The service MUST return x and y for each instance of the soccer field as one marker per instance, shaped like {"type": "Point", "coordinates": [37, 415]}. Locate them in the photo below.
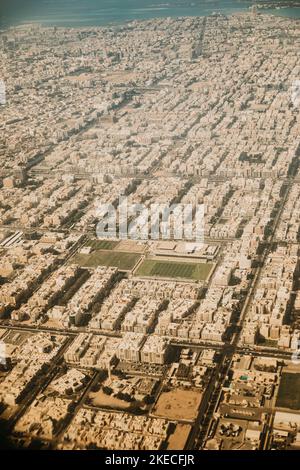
{"type": "Point", "coordinates": [175, 269]}
{"type": "Point", "coordinates": [288, 393]}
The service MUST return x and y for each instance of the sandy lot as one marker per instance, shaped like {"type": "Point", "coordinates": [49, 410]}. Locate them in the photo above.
{"type": "Point", "coordinates": [178, 404]}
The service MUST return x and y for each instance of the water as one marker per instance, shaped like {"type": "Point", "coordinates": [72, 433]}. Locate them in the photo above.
{"type": "Point", "coordinates": [76, 13]}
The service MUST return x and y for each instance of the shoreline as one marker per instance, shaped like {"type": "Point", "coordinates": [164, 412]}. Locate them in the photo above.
{"type": "Point", "coordinates": [84, 23]}
{"type": "Point", "coordinates": [139, 21]}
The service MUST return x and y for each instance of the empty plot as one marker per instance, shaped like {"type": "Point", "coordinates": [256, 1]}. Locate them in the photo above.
{"type": "Point", "coordinates": [121, 260]}
{"type": "Point", "coordinates": [102, 244]}
{"type": "Point", "coordinates": [178, 404]}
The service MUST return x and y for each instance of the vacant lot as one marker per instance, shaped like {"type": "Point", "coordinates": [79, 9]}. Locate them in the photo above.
{"type": "Point", "coordinates": [175, 269]}
{"type": "Point", "coordinates": [121, 260]}
{"type": "Point", "coordinates": [101, 400]}
{"type": "Point", "coordinates": [288, 394]}
{"type": "Point", "coordinates": [178, 404]}
{"type": "Point", "coordinates": [102, 244]}
{"type": "Point", "coordinates": [178, 440]}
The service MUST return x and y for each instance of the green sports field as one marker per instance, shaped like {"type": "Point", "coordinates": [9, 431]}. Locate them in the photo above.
{"type": "Point", "coordinates": [288, 393]}
{"type": "Point", "coordinates": [175, 269]}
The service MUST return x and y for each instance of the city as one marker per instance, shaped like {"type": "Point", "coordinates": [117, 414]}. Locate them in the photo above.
{"type": "Point", "coordinates": [128, 344]}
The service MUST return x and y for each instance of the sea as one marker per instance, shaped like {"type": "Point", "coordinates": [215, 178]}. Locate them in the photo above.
{"type": "Point", "coordinates": [81, 13]}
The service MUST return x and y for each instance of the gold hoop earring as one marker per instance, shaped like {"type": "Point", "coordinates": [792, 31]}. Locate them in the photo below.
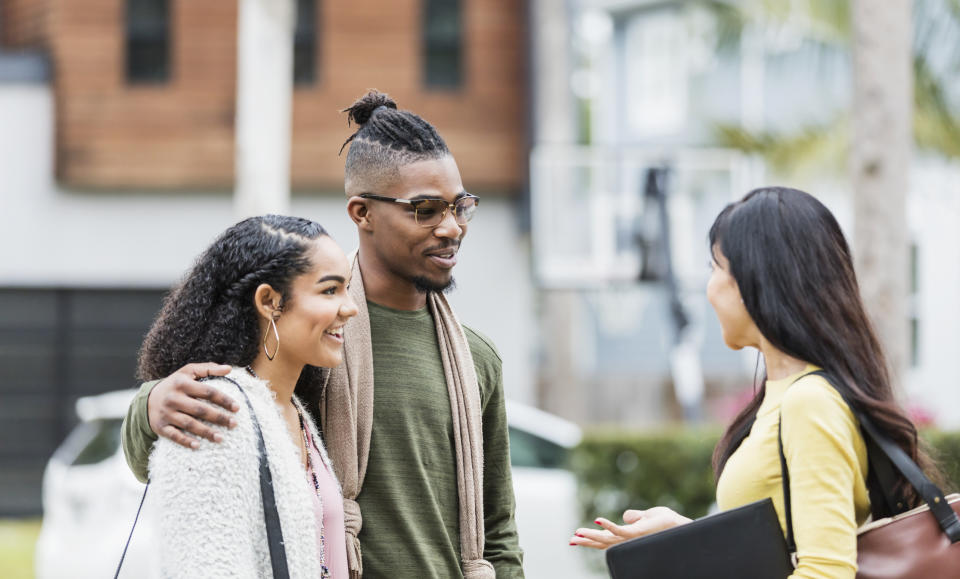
{"type": "Point", "coordinates": [266, 334]}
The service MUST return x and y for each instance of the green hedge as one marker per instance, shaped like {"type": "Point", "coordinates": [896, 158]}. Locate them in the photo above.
{"type": "Point", "coordinates": [620, 469]}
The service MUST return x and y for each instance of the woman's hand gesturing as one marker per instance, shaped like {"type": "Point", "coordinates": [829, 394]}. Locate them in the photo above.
{"type": "Point", "coordinates": [635, 524]}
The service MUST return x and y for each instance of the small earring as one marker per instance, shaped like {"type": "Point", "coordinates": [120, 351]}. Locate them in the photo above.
{"type": "Point", "coordinates": [266, 334]}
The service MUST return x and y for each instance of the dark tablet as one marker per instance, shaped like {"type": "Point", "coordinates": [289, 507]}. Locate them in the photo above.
{"type": "Point", "coordinates": [742, 543]}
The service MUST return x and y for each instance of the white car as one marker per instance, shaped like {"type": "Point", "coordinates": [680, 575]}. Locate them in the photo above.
{"type": "Point", "coordinates": [90, 497]}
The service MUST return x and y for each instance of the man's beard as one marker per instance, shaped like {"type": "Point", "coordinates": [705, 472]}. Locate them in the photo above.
{"type": "Point", "coordinates": [425, 285]}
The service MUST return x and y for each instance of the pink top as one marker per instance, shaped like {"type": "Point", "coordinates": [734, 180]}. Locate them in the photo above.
{"type": "Point", "coordinates": [331, 512]}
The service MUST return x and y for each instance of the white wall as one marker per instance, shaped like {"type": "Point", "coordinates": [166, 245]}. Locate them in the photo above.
{"type": "Point", "coordinates": [53, 237]}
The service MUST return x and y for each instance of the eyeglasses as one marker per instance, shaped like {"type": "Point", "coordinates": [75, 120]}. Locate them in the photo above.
{"type": "Point", "coordinates": [431, 211]}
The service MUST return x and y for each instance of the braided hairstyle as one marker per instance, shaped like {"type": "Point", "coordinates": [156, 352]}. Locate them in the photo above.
{"type": "Point", "coordinates": [385, 140]}
{"type": "Point", "coordinates": [210, 316]}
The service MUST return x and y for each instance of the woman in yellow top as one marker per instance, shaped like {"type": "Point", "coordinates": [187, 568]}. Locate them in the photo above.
{"type": "Point", "coordinates": [782, 281]}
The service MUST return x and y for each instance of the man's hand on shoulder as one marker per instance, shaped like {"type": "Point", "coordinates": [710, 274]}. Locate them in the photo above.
{"type": "Point", "coordinates": [175, 407]}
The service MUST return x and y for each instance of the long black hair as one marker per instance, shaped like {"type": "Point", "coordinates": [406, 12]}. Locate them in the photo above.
{"type": "Point", "coordinates": [795, 273]}
{"type": "Point", "coordinates": [211, 317]}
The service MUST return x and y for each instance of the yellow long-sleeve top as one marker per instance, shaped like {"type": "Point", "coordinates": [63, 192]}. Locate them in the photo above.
{"type": "Point", "coordinates": [827, 461]}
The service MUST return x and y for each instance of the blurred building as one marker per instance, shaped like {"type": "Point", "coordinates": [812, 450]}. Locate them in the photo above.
{"type": "Point", "coordinates": [117, 167]}
{"type": "Point", "coordinates": [645, 83]}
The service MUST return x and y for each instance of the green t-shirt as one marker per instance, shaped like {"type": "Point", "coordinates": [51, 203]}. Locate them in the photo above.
{"type": "Point", "coordinates": [409, 497]}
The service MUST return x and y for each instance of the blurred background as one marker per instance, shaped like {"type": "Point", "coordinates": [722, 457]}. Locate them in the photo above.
{"type": "Point", "coordinates": [603, 137]}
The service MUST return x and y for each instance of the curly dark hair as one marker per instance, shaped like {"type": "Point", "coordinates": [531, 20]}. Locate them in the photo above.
{"type": "Point", "coordinates": [210, 315]}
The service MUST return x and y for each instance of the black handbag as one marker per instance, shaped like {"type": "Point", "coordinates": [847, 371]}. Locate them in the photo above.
{"type": "Point", "coordinates": [745, 542]}
{"type": "Point", "coordinates": [278, 555]}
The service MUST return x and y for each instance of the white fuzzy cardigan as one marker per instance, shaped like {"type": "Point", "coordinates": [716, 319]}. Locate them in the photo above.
{"type": "Point", "coordinates": [210, 521]}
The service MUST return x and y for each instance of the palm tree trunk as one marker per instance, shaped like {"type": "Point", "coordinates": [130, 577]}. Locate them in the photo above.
{"type": "Point", "coordinates": [880, 164]}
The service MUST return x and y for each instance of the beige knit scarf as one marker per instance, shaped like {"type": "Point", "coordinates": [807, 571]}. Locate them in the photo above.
{"type": "Point", "coordinates": [346, 411]}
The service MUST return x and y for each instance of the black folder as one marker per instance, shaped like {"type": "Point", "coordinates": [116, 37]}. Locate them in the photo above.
{"type": "Point", "coordinates": [742, 543]}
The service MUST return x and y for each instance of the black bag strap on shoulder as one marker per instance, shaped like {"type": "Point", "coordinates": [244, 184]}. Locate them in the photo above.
{"type": "Point", "coordinates": [278, 555]}
{"type": "Point", "coordinates": [132, 527]}
{"type": "Point", "coordinates": [877, 440]}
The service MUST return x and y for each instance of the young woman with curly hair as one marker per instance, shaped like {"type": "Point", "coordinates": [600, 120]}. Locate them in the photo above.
{"type": "Point", "coordinates": [268, 298]}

-------------------------

WHAT THE EXERCISE ASKS: Output the records verbatim without pictures.

PROBLEM SOLUTION:
The service MUST return x and y for each instance of the soccer field as one marker per instance, shaped like {"type": "Point", "coordinates": [37, 415]}. Locate them in the photo below.
{"type": "Point", "coordinates": [175, 269]}
{"type": "Point", "coordinates": [288, 393]}
The service MUST return x and y for each instance of the sandy lot as one marker per instance, shaped like {"type": "Point", "coordinates": [49, 410]}. Locate them in the photo above.
{"type": "Point", "coordinates": [178, 404]}
The service MUST return x and y for each instance of the water as one marker per instance, shaped like {"type": "Point", "coordinates": [72, 433]}. Locate them in the photo above.
{"type": "Point", "coordinates": [76, 13]}
The service MUST return x and y for each instance of the shoreline as one marker per instance, shaped like {"type": "Point", "coordinates": [164, 412]}. Locate them in the photo above.
{"type": "Point", "coordinates": [84, 23]}
{"type": "Point", "coordinates": [139, 21]}
The service MUST return x and y for each instance of the empty plot as one marker per instance, shaped like {"type": "Point", "coordinates": [256, 1]}. Locate them in the photo above.
{"type": "Point", "coordinates": [121, 260]}
{"type": "Point", "coordinates": [102, 244]}
{"type": "Point", "coordinates": [178, 404]}
The service MUST return x and y for each instance of the vacant lot as one marker per instance, shaped like {"type": "Point", "coordinates": [79, 9]}. Locate them in the photo above.
{"type": "Point", "coordinates": [175, 269]}
{"type": "Point", "coordinates": [121, 260]}
{"type": "Point", "coordinates": [101, 400]}
{"type": "Point", "coordinates": [288, 394]}
{"type": "Point", "coordinates": [178, 404]}
{"type": "Point", "coordinates": [102, 244]}
{"type": "Point", "coordinates": [178, 440]}
The service MUST return x and y for each instance of the green sports field as one marker per instance, shaped like {"type": "Point", "coordinates": [9, 431]}. Locate them in the photo above.
{"type": "Point", "coordinates": [288, 393]}
{"type": "Point", "coordinates": [175, 269]}
The service MUST return x and y for each instance of the city as one marker per instance, shaped like {"type": "Point", "coordinates": [117, 414]}. Locate them in the photo above.
{"type": "Point", "coordinates": [128, 344]}
The service MUST return x and y for each instance of the sea as one marker per instance, shaped like {"type": "Point", "coordinates": [215, 178]}. Locate them in the photo above.
{"type": "Point", "coordinates": [81, 13]}
The service MUST return x and y for each instance of the gold hoop earring as one marker per instance, shaped like {"type": "Point", "coordinates": [792, 31]}. Locate them in the photo below.
{"type": "Point", "coordinates": [266, 334]}
The service MUST return x and y for each instance of the green hedge as one marker per instance, shaped like {"type": "Point", "coordinates": [896, 158]}. Locate them in the photo above.
{"type": "Point", "coordinates": [620, 469]}
The service MUST return x and y for each instance of the woman's hand gesturing as one marker per instance, shaped like {"type": "Point", "coordinates": [829, 394]}. Locate them in the photo above.
{"type": "Point", "coordinates": [635, 524]}
The service MUST return x and y for each instance of the small earring as one marker per instance, shaped like {"type": "Point", "coordinates": [120, 351]}. Locate them in the photo above.
{"type": "Point", "coordinates": [266, 334]}
The service MUST return x and y for each instance of the dark tablet as one marker per instance, shaped like {"type": "Point", "coordinates": [289, 507]}. Locate them in the photo above.
{"type": "Point", "coordinates": [742, 543]}
The service MUST return x and y for each instance of the white car as one marker per instance, shaped like {"type": "Point", "coordinates": [680, 575]}. Locate them in the photo above.
{"type": "Point", "coordinates": [90, 497]}
The service MUST return x and y for each instance of the man's beard as one marker per instance, shaped like {"type": "Point", "coordinates": [705, 472]}. Locate them in the photo above.
{"type": "Point", "coordinates": [425, 285]}
The service MUST return x and y for each instance of the pink top as one marker per instance, shaped like {"type": "Point", "coordinates": [734, 180]}. Locate them in the photo above.
{"type": "Point", "coordinates": [331, 512]}
The service MUST return x and y for each instance of the white wall as one marker per instance, shaped like {"type": "Point", "coordinates": [166, 245]}. Locate them in the photo above.
{"type": "Point", "coordinates": [53, 237]}
The service MUST return x and y for each instance of the eyeglasses as one marker per instance, shaped like {"type": "Point", "coordinates": [75, 120]}. Locate them in the photo above.
{"type": "Point", "coordinates": [431, 211]}
The service MUST return x and y for each instance of the braided hairstyle as one marker per instance, shaped like {"type": "Point", "coordinates": [156, 352]}. Locate them in the photo above.
{"type": "Point", "coordinates": [385, 140]}
{"type": "Point", "coordinates": [210, 316]}
The service MUST return x and y for each instance of the woman in yellow top as one marker per instance, shaped like {"type": "Point", "coordinates": [187, 568]}. Locate them in the photo above.
{"type": "Point", "coordinates": [782, 281]}
The service MUST return x and y for each instance of the man's hand on shoulder as one marker per instance, shaped like {"type": "Point", "coordinates": [710, 274]}. Locate them in the photo above.
{"type": "Point", "coordinates": [175, 407]}
The service MUST return x and y for each instance of the long black hair as one marker per instance, shaped like {"type": "Point", "coordinates": [406, 12]}. Locate them in the photo above.
{"type": "Point", "coordinates": [795, 273]}
{"type": "Point", "coordinates": [211, 317]}
The service MUST return x and y for each instance of the yellow long-sleeve top as one marker per instance, shaped like {"type": "Point", "coordinates": [63, 192]}. Locate them in the photo above.
{"type": "Point", "coordinates": [827, 461]}
The service MUST return x and y for each instance of the blurred building as one marker per instance, shaped like {"type": "Point", "coordinates": [812, 450]}. Locate them in the photo above.
{"type": "Point", "coordinates": [117, 167]}
{"type": "Point", "coordinates": [645, 83]}
The service MUST return x and y for each instance of the green t-shirt as one marker per instance, shaped like {"type": "Point", "coordinates": [51, 203]}. Locate them in the photo above.
{"type": "Point", "coordinates": [409, 497]}
The service MUST return x and y for each instance of the blurred background as one marker per instance, shaped like {"type": "Point", "coordinates": [722, 457]}. Locate them in the photo above.
{"type": "Point", "coordinates": [603, 137]}
The service MUST return x and y for each instance of the curly dark hair as one marker per instance, shaped like {"type": "Point", "coordinates": [531, 20]}. Locate them in the photo above.
{"type": "Point", "coordinates": [210, 315]}
The service MUST return x and y for each instance of the black handbag as one marker per instance, shaped like {"type": "Point", "coordinates": [847, 371]}. Locate them in the photo above.
{"type": "Point", "coordinates": [745, 542]}
{"type": "Point", "coordinates": [278, 555]}
The service MUST return x and y for each instance of the white fuzzy cardigan as one marker per instance, shaped like {"type": "Point", "coordinates": [716, 319]}. Locate them in the photo above.
{"type": "Point", "coordinates": [210, 521]}
The service MUST return x and y for each instance of the palm tree trunk as one marker per instance, shaped like {"type": "Point", "coordinates": [130, 577]}. Locate them in the photo above.
{"type": "Point", "coordinates": [880, 164]}
The service MUST return x and y for each instance of the beige knit scarf as one marker per instance, shaped like {"type": "Point", "coordinates": [807, 571]}. Locate them in the photo above.
{"type": "Point", "coordinates": [346, 411]}
The service MUST return x and y for each instance of the black folder as one marker per instance, shaped like {"type": "Point", "coordinates": [116, 37]}. Locate them in the photo above.
{"type": "Point", "coordinates": [742, 543]}
The service MUST return x and y for each instance of the black bag strap on shoulder as one marker per instance, shaped like {"type": "Point", "coordinates": [244, 184]}. Locate them in the photo above.
{"type": "Point", "coordinates": [278, 555]}
{"type": "Point", "coordinates": [132, 527]}
{"type": "Point", "coordinates": [877, 440]}
The service MUST return x and y for each instance of the young woman with curly hair as one marker per instance, shaped like {"type": "Point", "coordinates": [600, 120]}. Locate them in the photo above.
{"type": "Point", "coordinates": [268, 298]}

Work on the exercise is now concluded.